• [TEKS BACAAN]:
* * * * *
“Konspirasi” DPRD dan Pemprov DKI Soal APBD 2018?(Conspiracy Parliament - Government on Budget 2018)

in #indonesia6 years ago

Ahok Anies 2.jpg
Belakangan ini muncul polemik di media sosial tentang munculnya “anggaran yang aneh-aneh,” ketika DKI Jakarta di bawah kepemimpinan Anies-Sandi. Misalnya, APBD itu menghilangkan subsidi harga daging untuk kaum miskin Jakarta. Anggaran traveling DPRD itu juga naik 12 kali lipat. Siapa yang harus bertanggung jawab atas apa yang diduga sebagai “dana patgulipat” APBD itu?
Ada yang bilang, yang bertanggung jawab adalah pemimpin DKI sebelumnya, Ahok-Djarot, karena merekalah yang menyusun APBD sebelumnya. Anies-Sandi tinggal memakai. Ada juga yang menolak, karena penentunya adalah penguasa DKI yang menjabat sekarang, yaitu Anies-Sandi.
Teman saya, Simon Syaefudin sudah cukup lama jadi staf ahli di DPR, sehingga bisa menjelaskan bagaimana sebenarnya proses APBD itu terjadi di Pemda, sampai muncul satuan-satuan anggaran yang menyakitkan rakyat itu. Paparan ini saya kutip dan sedikit diedit bahasanya dari status teman saya ini di Facebook. Menurut Simon, begini prosesnya yang biasa berlangsung:
Pertama, pemerintah mengusulkan RUU (Rancangan Undang-undang) APBD kepada DPRD. Kalau DPRD setuju, jadilah UU APBD. UU APBD kemudian ditandatangani pimpinan daerah (gubernur). Inilah APBD yang sah dan dipakai untuk tahun terkait.
* * * * *
• [TUGAS LATIHAN]:
1. Tulis ulang bagian teks tentang APBD DKI 2018, mulai dari "Ada yang bilang, yang" dan berakhir pada "untuk tahun terkait.", dengan mengganti "Facebook" menjadi "Instagram".
2. Jawab pertanyaan berikut berdasarkan teks tentang APBD DKI 2018.
(a) Berapa kali lipat kenaikan anggaran traveling DPRD?
(b) Subsidi apa yang dihilangkan dalam APBD itu?
(c) Siapa yang menandatangani UU APBD?
3. Lanjutkan teks tentang APBD DKI 2018 mulai dari kalimat terakhirnya.
* * * * *
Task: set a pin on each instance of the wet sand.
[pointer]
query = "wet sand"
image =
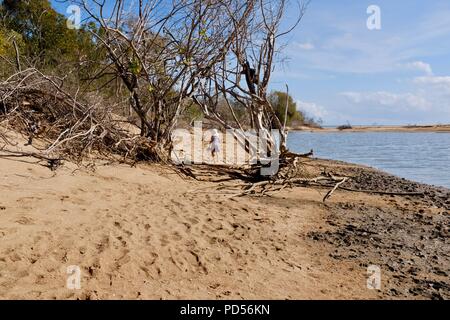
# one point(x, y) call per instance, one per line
point(145, 233)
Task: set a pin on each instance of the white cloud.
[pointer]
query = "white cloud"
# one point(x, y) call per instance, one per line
point(434, 80)
point(395, 101)
point(312, 109)
point(420, 66)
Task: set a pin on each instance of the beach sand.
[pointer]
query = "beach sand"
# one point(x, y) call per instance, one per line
point(146, 233)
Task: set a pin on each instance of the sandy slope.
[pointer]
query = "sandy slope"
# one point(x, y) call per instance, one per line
point(141, 233)
point(147, 233)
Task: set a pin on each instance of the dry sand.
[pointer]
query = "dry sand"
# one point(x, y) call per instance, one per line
point(146, 233)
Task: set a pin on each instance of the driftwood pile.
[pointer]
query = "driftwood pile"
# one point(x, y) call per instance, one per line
point(38, 106)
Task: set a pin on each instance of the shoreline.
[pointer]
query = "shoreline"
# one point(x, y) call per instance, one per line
point(421, 128)
point(144, 232)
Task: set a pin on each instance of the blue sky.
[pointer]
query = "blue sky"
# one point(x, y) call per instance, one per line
point(339, 70)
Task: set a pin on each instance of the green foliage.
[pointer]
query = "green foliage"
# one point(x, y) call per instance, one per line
point(48, 42)
point(278, 102)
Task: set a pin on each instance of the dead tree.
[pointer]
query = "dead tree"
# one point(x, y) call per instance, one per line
point(252, 55)
point(161, 50)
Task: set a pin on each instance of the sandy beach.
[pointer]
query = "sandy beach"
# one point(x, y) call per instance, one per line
point(144, 232)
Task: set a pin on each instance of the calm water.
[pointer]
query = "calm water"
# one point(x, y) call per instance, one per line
point(423, 157)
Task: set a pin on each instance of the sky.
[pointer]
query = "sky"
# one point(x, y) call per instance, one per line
point(341, 71)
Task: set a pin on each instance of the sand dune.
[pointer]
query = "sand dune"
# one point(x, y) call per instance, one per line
point(146, 233)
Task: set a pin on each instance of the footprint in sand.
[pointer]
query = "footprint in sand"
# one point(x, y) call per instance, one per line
point(25, 220)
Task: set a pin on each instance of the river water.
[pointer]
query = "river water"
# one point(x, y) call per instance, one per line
point(422, 157)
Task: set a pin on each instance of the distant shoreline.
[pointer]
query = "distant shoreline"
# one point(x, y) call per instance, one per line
point(405, 128)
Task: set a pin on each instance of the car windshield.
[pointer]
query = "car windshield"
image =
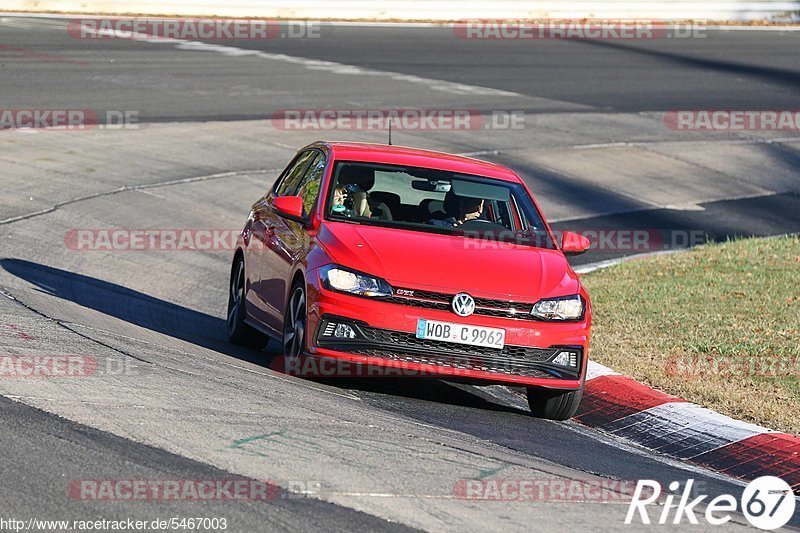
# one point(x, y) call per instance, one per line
point(436, 201)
* * * * *
• [JAWABAN LATIHAN]:
1.
Ada yang bilang, yang bertanggung jawab adalah pemimpin DKI sebelumnya, Ahok-Djarot, karena merekalah yang menyusun APBD sebelumnya. Anies-Sandi tinggal memakai. Ada juga yang menolak, karena penentunya adalah penguasa DKI yang menjabat sekarang, yaitu Anies-Sandi.
Teman saya, Simon Syaefudin sudah cukup lama jadi staf ahli di DPR, sehingga bisa menjelaskan bagaimana sebenarnya proses APBD itu terjadi di Pemda, sampai muncul satuan-satuan anggaran yang menyakitkan rakyat itu. Paparan ini saya kutip dan sedikit diedit bahasanya dari status teman saya ini di Instagram. Menurut Simon, begini prosesnya yang biasa berlangsung:
Pertama, pemerintah mengusulkan RUU (Rancangan Undang-undang) APBD kepada DPRD. Kalau DPRD setuju, jadilah UU APBD. UU APBD kemudian ditandatangani pimpinan daerah (gubernur). Inilah APBD yang sah dan dipakai untuk tahun terkait.

2.
(a) 12 kali lipat.
(b) Subsidi harga daging untuk kaum miskin Jakarta.
(c) Pimpinan daerah (gubernur).

3.
Tapi kalau DPRD tidak setuju, misal, mengusulkan perbaikan-perbaikan dalam RUU APBD itu, maka Pemda harus menyesuaikan usulan DPRD. Tapi kalau DPRD “ngotot” tidak setuju sama sekali terhadap RUU APBD, lalu Pemda juga ngotot tak mau memperbaiki RUU APBD sesuai usulan DPRD, maka terjadilah deadlock.
Dalam kondisi demikian, maka Pemda bisa memakai UU APBD tahun sebelumnya. Kasus terakhir inilah yang pernah muncul di zaman Ahok karena Ahok tidak percaya kepada “niat baik” DPRD. Istilah Ahok, DPRD DKI itu maling, karena menyusun RUU APBD untuk mengisi pundi-pundi uangnya. Kenapa Ahok berani mengatakan DPRD DKI maling? Ingat kasus UPS komputer di Dinas Pendidikan DKI? Ingat kasus reklamasi setelah tertangkapnya Sanusi? Masih banyak lagi.
Untuk melenyapkan maling-maling itulah, Ahok-Djarot membuat RUU APBD yang menghilangkan “celah-celah” anggaran yang bisa dicolong maling. Caranya, dengan mengunci dalam sebuah sistem aplikasi komputer, sehingga kalau ada orang yang berani merubahnya, maka akan segera ketahuan. Ahok-Djarot sengaja meng-online-kan RUU APBD itu sehingga publik bisa mengetahuinya.
Tentu saja DPRD ribut. Juga aparat Pemda yang biasa main proyek, ribut. Ini karena celah korupsinya lenyap. Ingat, APBD DKI itu Rp 60 trilyun lebih. APBD terbesar di Indonesia. Sampai di sini cukup jelas situasinya.
Kedua, Katakanlah RUU APBD 2018 disahkan DPRD karena partai pendukung Ahok mayoritas, Agustus lalu. Kemudian, bagaimana eksekusinya? Pada proses eksekusi inilah timbul masalah. Ahok-Djarot kalah dalam Pilkada DKI. Lalu, apakah RUU yang sudah disahkan di zaman Ahok-Djarot itu otomatis berlaku? Jawabnya: Tidak!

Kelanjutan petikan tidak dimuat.